SOURCE DOCUMENT:
▬▬▬
Though Royal Oak RD#2 was the show-stopper, there were some 100 Audemars Piguet novelties, ranging from dial changes to complete new models. CEO François-Henry Bennahmias says that it is a case of presenting more options. 

“Consumers want more options when they buy into the brand. This is especially so for women because when you are spending 25, 30 or 40 thousand on a watch, you want options. And of the 40,000 watches we sell every year, 10,000 are to repeat clients. So if we want to keep the momentum going, we have to come up with new things. The Royal Oak remains the foundation of the brand, the base of everything.”

True to his word, Bennahmias presented a stunning option for women which was also the brand’s first flying tourbillon. The Royal Oak Concept Flying Tourbillon concept watch understands that women like diamonds, but they also like technology – haute joaillerie meets haute horlogerie. The two models are big – 38.5mm – and bold, with either brilliant-cut diamonds or baguette-cut diamonds set in 18ct white gold on an openwork face.
▬▬▬
DATASET CONTENT:
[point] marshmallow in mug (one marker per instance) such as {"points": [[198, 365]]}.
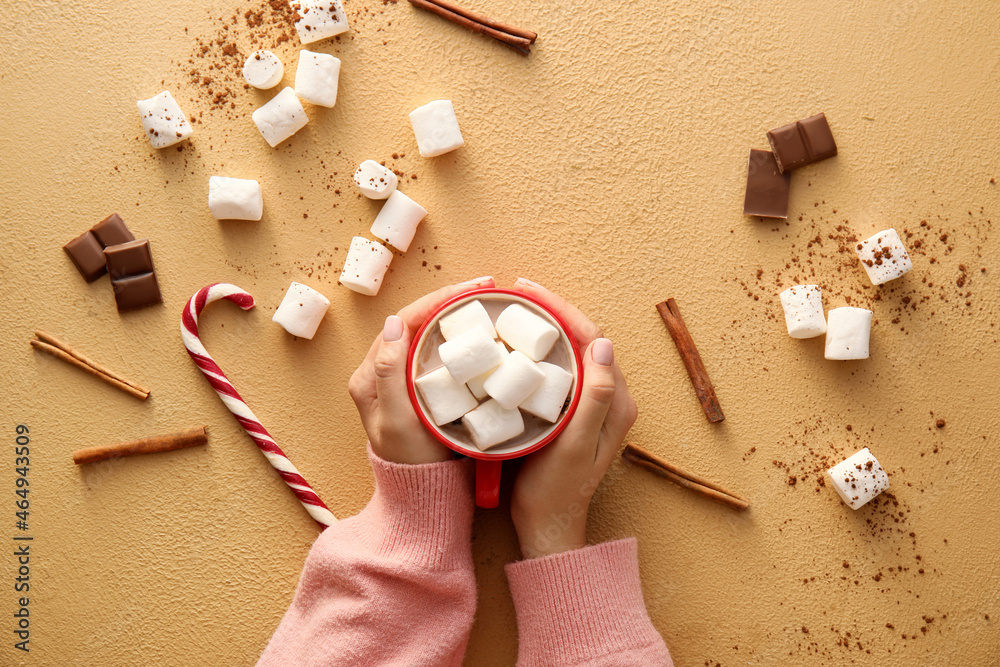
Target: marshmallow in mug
▬▬▬
PROMPT:
Pick up the article about the new Audemars Piguet watches after its last sentence and write what comes next.

REPLY TO THE TASK:
“We get more and more inquiries every day from women who want complicated watches and we have been asked many times, ‘why not a lady’s concept watch?’ The biggest issue was the shape of the case which is very flat in the men’s models and wouldn’t fit any woman’s wrist.” The challenge was to fit the movement into an ergonomic shape suited to the female form.

Three new models in the Millenary collection are also aimed at women who value beauty and brains. White opal dials on a partially open face are contained in 18ct pink gold with a frosted finish and a gold Polish mesh bracelet. Pink gold or white gold versions are diamond-set and feature mother-of-pearl dials with extra-large Roman numerals.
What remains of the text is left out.